# RECORDS SHOWN
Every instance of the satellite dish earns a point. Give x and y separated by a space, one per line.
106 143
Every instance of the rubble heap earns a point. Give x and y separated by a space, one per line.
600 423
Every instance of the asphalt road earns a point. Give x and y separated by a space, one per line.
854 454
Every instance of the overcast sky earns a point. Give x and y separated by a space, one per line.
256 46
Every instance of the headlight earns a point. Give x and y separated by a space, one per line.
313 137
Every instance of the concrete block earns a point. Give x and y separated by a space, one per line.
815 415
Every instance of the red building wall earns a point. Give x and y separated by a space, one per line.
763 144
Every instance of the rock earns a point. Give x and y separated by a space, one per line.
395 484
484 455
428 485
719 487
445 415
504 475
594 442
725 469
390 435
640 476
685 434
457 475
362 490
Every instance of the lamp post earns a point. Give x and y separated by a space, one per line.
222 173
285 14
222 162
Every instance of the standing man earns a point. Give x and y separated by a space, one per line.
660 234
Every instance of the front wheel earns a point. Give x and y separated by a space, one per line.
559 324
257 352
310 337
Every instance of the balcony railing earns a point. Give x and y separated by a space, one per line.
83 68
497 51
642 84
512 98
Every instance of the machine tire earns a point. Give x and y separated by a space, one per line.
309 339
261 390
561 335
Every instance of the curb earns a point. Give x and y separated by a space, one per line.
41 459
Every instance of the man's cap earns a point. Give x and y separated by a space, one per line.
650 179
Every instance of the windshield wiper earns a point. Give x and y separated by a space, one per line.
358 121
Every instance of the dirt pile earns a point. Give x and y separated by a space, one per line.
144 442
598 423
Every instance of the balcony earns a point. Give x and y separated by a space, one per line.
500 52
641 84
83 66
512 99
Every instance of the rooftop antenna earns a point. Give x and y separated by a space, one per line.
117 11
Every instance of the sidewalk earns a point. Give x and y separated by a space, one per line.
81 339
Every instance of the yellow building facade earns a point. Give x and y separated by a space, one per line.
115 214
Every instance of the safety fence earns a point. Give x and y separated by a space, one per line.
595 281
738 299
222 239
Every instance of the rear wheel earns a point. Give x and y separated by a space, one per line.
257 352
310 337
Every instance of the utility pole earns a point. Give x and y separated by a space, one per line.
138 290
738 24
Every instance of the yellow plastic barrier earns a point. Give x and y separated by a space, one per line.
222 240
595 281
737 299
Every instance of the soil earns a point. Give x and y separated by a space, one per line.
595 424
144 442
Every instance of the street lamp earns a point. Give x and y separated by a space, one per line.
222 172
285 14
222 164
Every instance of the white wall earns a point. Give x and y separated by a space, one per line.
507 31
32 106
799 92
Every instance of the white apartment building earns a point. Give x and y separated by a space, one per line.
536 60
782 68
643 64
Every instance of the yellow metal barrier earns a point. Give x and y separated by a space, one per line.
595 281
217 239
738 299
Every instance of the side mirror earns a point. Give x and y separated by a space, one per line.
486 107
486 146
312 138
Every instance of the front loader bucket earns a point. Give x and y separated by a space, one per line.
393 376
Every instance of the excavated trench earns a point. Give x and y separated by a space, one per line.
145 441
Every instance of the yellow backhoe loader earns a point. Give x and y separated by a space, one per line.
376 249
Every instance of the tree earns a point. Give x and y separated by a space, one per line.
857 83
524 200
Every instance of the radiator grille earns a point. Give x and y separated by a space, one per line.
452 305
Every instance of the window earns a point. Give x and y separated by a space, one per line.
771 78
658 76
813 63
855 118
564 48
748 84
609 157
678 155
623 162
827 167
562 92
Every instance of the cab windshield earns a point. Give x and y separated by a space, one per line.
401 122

# TASK
Reproduce the entries above in full by retyping them exactly.

# WRITTEN RESPONSE
Every instance of the satellite dish earns a point. Give x and y separated by a space, one per line.
106 143
Every instance of the rubble heap earns a point. Give x and y separated by a space, one per line.
600 423
Every instance of the asphalt road earns a point. Give x and y separated by a space, one per line.
854 454
Every instance of the overcast sky earns a point. Give x and y separated by a space, one per line.
256 46
Every instance of the headlight earns a point. Give x and y separated by a space, one per line.
313 137
Every instance of the concrete block earns a point. Give x and y separated by a space, one per line.
815 415
Every instance of the red building wall earns a point. Give x and y separated by a space, one per line.
763 144
Every instance of the rock earns a point. Give x and y separated by a space, one per line.
395 484
484 455
428 485
719 487
445 415
504 475
594 442
725 469
390 435
640 476
685 434
457 475
362 490
Every instance of the lamp post earns a point. Give x and y separated by a space, one per line.
222 173
285 14
222 162
Every instance of the standing man earns a point. Give x and y separated by a space, one per line.
660 234
Every instance of the front wheel earns a point. Give x and y separated by a space, one per line.
559 324
257 352
310 337
Every instance of the balcony railing earns a point. Give x and y separated by a space, one per line.
83 68
497 51
642 84
512 98
Every instance of the machine tire earns a point. Give x and y separated by a space, one per line.
309 339
261 390
561 335
Every instance of the curb earns a point. Give x and y separated by a space, one per line.
41 459
Every instance of the man's cap earns a point. Give x and y separated by a space, one per line.
650 179
Every instance of the windshield wiper earns a point. Give x and y separated by a space, one per line.
358 121
Every instance of the dirt pile earns a point. Give x and y separated by a space, one per line.
144 442
598 423
Every instance of the balcony earns a point. Give x and y separated by a space, one per line.
500 52
641 84
83 66
512 99
Every instance of the rooftop antenna earns a point. Give x and y separated by a space, one per line.
117 11
Every instance of the sidewalk earns a point. Give x and y separated by a space, one per line.
81 339
Every instance of the yellow building facade earns a point. Give x and y separated by a space, one per line.
115 214
Every instance of the safety fence earns a point. Give x and y separated by a space, one per line.
595 281
738 299
222 239
Every instance of the rear wheel earns a point. Give x and y separated by a space, one per line.
257 352
310 337
Every instance of the utility pole earns a point. Give x and y separated by a space, one per line.
138 290
738 24
Every instance of the yellow plastic barrier earns a point. Give x and y separated by a space, one per line.
222 240
595 281
737 299
Every instance of the soil earns a point. Give x and y separated by a space, one per line.
595 424
144 442
Every instance of the street lamp earns a point. Give x and y separated by a space, one per line.
222 172
285 14
222 164
Every instance of the white wall earns a point. Give x and y separated by a space, one per line.
507 31
32 106
799 92
Every instance of the white apartment building earns a point. Give x and y separated by a space, one per line.
536 60
782 68
643 64
Every instance of the yellow metal barrier earns a point. Give x and y separated by a space, one per line.
595 281
217 239
738 299
Every instance of the side mirror earns a point. Give x and y separated by a space, one per line.
486 107
486 146
312 138
Every instance of the front loader bucket earns a point. Give x and y separated by a space, one per line.
393 376
Every instance of the excavated trench earns a point. Give x and y separated by a space, one per line.
145 441
Every instance of the yellow backhoe loader earns a point. Give x and y separated by a space, one per line.
376 249
Every instance of the tree earns a point. Give x and y separated by a space, one per line.
857 83
524 200
Every instance of the radiator grille earns a point. Give x and y separated by a space, one per line.
452 305
Every instance of the window earns a point. Give x and y separated by a space, one per line.
771 78
658 76
813 63
855 118
564 48
748 84
609 157
678 155
623 162
827 167
562 92
Every instance of the cab windshield earns a point. Give x and y separated by a space, one per line.
401 122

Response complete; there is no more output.